-- START DATA SUPPLIED --

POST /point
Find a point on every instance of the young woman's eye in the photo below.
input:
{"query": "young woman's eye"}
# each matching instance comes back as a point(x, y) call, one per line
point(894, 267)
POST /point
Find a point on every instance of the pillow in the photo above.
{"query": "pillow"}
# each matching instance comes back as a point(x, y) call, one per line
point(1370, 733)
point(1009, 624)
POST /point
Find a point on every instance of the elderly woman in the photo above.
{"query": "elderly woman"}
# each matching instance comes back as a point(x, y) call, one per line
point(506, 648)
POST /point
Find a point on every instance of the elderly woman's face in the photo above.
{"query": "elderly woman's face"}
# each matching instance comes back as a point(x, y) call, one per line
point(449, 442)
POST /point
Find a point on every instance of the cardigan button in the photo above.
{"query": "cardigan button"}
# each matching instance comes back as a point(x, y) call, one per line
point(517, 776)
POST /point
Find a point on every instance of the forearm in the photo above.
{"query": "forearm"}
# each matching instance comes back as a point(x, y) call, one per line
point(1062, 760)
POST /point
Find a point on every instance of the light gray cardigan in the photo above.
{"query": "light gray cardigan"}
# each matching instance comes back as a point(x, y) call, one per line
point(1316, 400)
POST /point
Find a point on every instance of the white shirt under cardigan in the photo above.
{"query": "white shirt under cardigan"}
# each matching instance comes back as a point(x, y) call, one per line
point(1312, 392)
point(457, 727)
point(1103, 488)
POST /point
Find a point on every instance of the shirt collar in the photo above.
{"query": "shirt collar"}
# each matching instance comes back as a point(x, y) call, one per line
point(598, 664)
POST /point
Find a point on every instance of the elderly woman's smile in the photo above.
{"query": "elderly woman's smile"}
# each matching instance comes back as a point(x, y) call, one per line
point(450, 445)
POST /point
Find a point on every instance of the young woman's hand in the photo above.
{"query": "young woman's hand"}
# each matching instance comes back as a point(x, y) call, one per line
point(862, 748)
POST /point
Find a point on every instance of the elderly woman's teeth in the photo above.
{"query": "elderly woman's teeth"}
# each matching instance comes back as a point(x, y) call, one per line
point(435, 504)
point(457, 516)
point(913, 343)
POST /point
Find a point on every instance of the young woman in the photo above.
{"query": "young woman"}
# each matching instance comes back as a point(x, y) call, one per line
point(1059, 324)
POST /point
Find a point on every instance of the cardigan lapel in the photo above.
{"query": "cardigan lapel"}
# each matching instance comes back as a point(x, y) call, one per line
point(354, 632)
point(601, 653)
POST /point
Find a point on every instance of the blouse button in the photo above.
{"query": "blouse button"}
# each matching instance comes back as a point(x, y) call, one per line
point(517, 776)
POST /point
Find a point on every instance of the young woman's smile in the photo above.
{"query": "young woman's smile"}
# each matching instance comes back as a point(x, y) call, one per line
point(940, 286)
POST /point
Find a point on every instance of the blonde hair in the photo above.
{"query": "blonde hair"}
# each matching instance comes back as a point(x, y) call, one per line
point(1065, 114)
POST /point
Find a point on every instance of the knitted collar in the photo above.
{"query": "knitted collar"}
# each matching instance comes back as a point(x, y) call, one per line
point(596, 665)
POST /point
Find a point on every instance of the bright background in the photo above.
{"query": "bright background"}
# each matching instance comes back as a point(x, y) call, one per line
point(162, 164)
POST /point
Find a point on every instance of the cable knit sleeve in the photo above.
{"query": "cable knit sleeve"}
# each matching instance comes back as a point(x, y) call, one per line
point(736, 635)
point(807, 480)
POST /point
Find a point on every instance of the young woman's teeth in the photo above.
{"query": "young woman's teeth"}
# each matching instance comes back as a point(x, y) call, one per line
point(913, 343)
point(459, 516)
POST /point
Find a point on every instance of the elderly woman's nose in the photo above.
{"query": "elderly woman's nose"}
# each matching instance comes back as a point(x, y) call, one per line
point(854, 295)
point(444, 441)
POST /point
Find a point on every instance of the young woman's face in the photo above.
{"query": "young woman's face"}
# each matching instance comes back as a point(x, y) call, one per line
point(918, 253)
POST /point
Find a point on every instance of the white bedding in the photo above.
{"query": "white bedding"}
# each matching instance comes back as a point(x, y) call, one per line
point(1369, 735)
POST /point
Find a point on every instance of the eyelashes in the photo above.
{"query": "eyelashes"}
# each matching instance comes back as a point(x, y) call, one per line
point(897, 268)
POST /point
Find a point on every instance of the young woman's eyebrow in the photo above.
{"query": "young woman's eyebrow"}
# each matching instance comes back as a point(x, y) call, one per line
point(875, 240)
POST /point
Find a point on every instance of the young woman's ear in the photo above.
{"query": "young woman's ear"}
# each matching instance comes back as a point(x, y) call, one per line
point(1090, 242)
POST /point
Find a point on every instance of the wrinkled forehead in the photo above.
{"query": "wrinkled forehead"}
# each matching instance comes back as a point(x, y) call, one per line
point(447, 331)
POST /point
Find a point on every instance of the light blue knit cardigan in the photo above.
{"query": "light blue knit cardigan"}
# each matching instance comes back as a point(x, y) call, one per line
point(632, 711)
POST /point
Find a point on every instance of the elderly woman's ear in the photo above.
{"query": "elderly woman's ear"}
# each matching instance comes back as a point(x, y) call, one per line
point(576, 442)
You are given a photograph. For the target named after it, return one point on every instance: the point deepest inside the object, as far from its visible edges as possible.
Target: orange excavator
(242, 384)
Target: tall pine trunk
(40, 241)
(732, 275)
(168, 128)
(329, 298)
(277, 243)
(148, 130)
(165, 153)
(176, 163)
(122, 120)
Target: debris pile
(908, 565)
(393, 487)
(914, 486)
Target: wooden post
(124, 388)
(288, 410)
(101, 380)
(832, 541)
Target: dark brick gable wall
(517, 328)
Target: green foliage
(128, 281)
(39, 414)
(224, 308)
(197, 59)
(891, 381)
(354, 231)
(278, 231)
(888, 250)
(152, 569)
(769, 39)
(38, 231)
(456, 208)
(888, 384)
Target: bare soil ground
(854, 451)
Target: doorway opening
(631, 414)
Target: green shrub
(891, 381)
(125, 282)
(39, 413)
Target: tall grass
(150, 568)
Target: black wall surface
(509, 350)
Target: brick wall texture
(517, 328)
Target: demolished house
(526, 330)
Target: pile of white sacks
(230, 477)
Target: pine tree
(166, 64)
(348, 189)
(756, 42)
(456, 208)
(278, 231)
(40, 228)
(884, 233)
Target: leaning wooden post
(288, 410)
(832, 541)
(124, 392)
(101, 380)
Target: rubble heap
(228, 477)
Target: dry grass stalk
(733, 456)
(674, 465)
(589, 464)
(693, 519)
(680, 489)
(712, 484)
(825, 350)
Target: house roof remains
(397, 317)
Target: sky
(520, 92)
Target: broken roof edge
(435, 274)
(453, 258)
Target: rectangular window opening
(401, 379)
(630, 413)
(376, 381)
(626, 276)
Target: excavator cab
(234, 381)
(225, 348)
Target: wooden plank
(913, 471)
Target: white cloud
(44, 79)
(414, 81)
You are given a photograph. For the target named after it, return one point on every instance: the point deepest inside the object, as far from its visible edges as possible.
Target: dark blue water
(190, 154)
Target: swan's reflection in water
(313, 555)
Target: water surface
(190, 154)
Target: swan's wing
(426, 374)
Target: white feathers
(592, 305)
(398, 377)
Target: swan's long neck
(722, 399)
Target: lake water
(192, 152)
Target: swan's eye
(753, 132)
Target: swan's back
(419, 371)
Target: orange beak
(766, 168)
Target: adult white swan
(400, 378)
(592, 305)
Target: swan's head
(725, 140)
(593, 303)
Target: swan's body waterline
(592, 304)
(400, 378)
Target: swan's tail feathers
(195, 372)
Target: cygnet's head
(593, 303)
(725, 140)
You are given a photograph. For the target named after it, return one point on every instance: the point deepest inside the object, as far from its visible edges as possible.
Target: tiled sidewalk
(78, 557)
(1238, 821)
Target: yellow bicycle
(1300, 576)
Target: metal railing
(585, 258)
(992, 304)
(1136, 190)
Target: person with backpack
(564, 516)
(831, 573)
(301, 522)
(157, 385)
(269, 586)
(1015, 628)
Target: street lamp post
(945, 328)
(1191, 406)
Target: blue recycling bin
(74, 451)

-- END DATA SUPPLIED --

Copy the data from its first line through the line containing "point(1009, 624)", substituting "cushion" for "pillow" and keeping everything else the same.

* **ANSWER TO THIS TASK**
POST /point
Find a point on every instance of the young woman's eye in the photo below.
input:
{"query": "young woman's eye"}
# each matching instance comes back as a point(x, y) call, one per line
point(894, 267)
POST /point
Find a point on every instance of the cushion in the photo above.
{"query": "cushion"}
# each matching instance comes back as a point(x, y) call, one per line
point(1370, 733)
point(1009, 624)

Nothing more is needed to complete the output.